• **ASSIGNMENT 1**:
According to the text on Maryland pharmacist vaccinations, how many vaccines does Maryland law let pharmacists administer?
• **ASSIGNMENT 2**:
From the text on Maryland pharmacist vaccinations, copy everything from "Maryland lags behind" down to "of the country.".

** PAGE TEXT follows **

Maryland has taken great pride in the state's leadership in health care. Thus, it seems out of character that Maryland still has not joined the vast majority of states in allowing consumers to receive a wide range of Center for Disease Control (CDC) recommended vaccines from their local qualified pharmacist. Maryland law limits the authority for pharmacists to administer only three vaccines.

Maryland lags behind all our neighboring states, except West Virginia, in that respect. In fact, more than 30 states have adopted this approach, which is convenient for customers and saves money. It is unfortunate that the Maryland House Health and Government Operations Committee has voted against House Bill 561, which would bring Maryland into parity with our neighboring states and the rest of the country.

** End of PAGE TEXT **
** LISTED ENTRIES follows **

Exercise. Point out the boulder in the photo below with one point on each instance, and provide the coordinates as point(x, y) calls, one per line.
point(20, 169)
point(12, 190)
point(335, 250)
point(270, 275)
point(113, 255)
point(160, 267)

** End of LISTED ENTRIES **
** LISTED ENTRIES follows **

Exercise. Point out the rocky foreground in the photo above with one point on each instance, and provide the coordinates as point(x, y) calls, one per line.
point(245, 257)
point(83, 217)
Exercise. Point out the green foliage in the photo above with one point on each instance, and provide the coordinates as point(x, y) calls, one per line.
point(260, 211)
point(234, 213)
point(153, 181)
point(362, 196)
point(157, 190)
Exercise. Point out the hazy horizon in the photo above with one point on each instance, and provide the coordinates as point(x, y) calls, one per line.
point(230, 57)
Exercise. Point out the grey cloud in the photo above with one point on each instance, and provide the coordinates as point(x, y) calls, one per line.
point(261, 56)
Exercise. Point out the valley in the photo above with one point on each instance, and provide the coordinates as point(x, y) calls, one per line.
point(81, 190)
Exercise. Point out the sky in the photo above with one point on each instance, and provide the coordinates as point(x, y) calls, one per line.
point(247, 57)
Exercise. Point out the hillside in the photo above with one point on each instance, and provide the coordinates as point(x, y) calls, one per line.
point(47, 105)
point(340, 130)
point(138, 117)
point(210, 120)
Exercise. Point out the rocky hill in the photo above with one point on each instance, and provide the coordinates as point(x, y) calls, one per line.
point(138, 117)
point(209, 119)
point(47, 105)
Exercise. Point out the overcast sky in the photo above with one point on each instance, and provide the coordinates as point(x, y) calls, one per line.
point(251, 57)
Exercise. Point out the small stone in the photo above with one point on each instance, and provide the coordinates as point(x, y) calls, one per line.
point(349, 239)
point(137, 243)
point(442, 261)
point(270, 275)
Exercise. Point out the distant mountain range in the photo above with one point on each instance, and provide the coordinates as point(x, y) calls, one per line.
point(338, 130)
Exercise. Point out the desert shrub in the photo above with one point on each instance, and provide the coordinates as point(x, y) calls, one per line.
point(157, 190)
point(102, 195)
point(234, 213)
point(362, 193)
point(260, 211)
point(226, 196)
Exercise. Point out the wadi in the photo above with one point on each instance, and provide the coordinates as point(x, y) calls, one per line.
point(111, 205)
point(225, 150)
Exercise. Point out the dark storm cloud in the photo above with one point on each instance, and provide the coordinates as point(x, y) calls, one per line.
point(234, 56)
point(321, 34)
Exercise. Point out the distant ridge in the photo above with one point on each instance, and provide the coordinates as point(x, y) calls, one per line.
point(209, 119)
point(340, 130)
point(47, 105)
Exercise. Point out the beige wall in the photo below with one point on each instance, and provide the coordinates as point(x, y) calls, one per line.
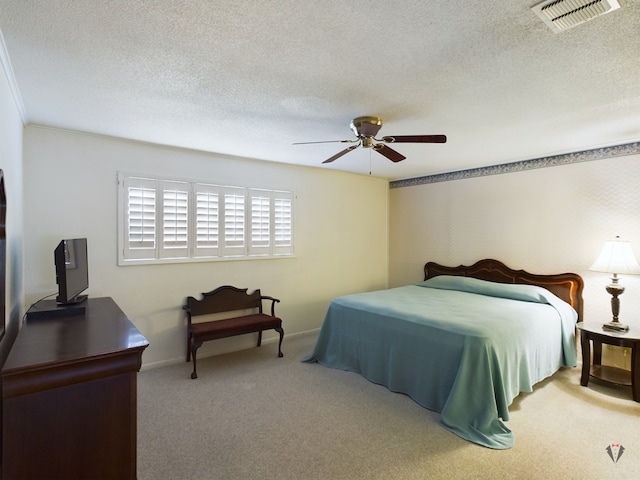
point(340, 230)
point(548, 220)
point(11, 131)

** End of LISTED ENTRIES **

• **WRITTEN RESPONSE 1**:
Three.

• **WRITTEN RESPONSE 2**:
Maryland lags behind all our neighboring states, except West Virginia, in that respect. In fact, more than 30 states have adopted this approach, which is convenient for customers and saves money. It is unfortunate that the Maryland House Health and Government Operations Committee has voted against House Bill 561, which would bring Maryland into parity with our neighboring states and the rest of the country.